**ISTRUZIONI:**
A – Nel brano sul diritto di manifestare, trova tutte le espressioni scritte tra virgolette « » e riportale in ordine.
B – Prosegui il brano sul diritto di manifestare, ripartendo subito dopo il riferimento all'articolo 17 della Costituzione.

**TESTO DA LEGGERE:**
• • • • •

Il potere interpreta anche la parte della vittima del potere. A chi contesta il potere non resta alcun ruolo. Va in scena la neutralizzazione del conflitto attraverso la sua sussunzione; la delegittimazione di una delle parti si accompagna all’assegnazione del suo ruolo all’altra parte. Una sorta di recita ventriloqua a senso unico.
La solidarietà non è ai ragazzi e alle ragazze picchiati, in corteo a mani nude, ma ai poliziotti in assetto antisommossa. L’asimmetria di forza fisica è plasticamente evidente e traduce la pretesa – illegittima – di chi detiene il potere di restringere e negare il diritto di riunione, come diritto di manifestare contro il potere; un diritto che è, in primo luogo, di chi non ha il potere e contro chi lo detiene.

Lo ricordiamo, ancora, ostinatamente: un corteo non deve essere autorizzato, ma semplicemente deve «essere dato preavviso alle autorità»; non è una concessione ma un diritto; chi lo vieta deve addurre «comprovati motivi» riconducibili alla sicurezza o all’incolumità pubblica per vietarlo o restringerlo; chi lo esercita deve solo farlo «pacificamente e senz’armi» (articolo 17 della Costituzione).

• • • • •

**MATERIALE FORNITO:**
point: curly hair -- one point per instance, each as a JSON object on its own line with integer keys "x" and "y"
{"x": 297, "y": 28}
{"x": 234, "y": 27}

• • • • •

**SOLUZIONI:**
A –
«essere dato preavviso alle autorità»
«comprovati motivi»
«pacificamente e senz'armi»

B –
L’asimmetria di potere è la stessa che appare, traslata sul piano verbale, quando una ministra grida alla censura a fronte della contestazione di trenta persone. E non regge l’obiezione garantista, in sé condivisibile: deve essere tutelata sempre a tutti la possibilità di esprimersi. Primo: contestare non equivale a impedire di parlare. Secondo: se il diritto di manifestare il proprio pensiero vale in ogni occasione e per tutti, ne consegue che spetta anche a chi contesta. Terzo: se un bilanciamento vi deve essere, occorre dare il giusto peso al fatto che i diritti rappresentano un presidio contro il potere e, quindi, se un pericolo vi è per i diritti è in primo luogo quando non sono garantiti dal potere, non al potere. Quarto: i diritti vanno considerati – la Costituzione lo insegna – nel loro contesto, storicamente, valutando, quindi, le rispettive posizioni.

La contestazione, anche accesa, a un ministro è parte di una dialettica politica. La democrazia non è pacificazione forzata ma confronto pacifico. Cartelli, parole, fischi non sono armi. La democrazia non è omologazione ma espressione delle differenze al netto delle diseguaglianze. Nel caso della minestra Roccella si somma la pretesa di silenziare le differenze alla volontà di non considerare la diseguaglianza delle posizioni, così riproducendole e incrementandole. È l’opposto di quello che prescrive la Costituzione: tutela delle diversità e rimozione delle diseguaglianze. Quando chi protesta è parte debole dovrebbe avere lo schermo dei diritti a sua difesa contro il potere.

Diritti e limitazione del potere, il cardine del costituzionalismo, sono invece preda di un governo onnivoro, che mira a concentrare il potere (il premierato) e ad asservire i diritti. I diritti con una eterogenesi dei fini divengono non più limite al potere ma strumento del potere: divorano se stessi. Distorti e asserviti a uso di chi detiene la forza e che si propone anche come parte debole. Vittima e insieme carnefice.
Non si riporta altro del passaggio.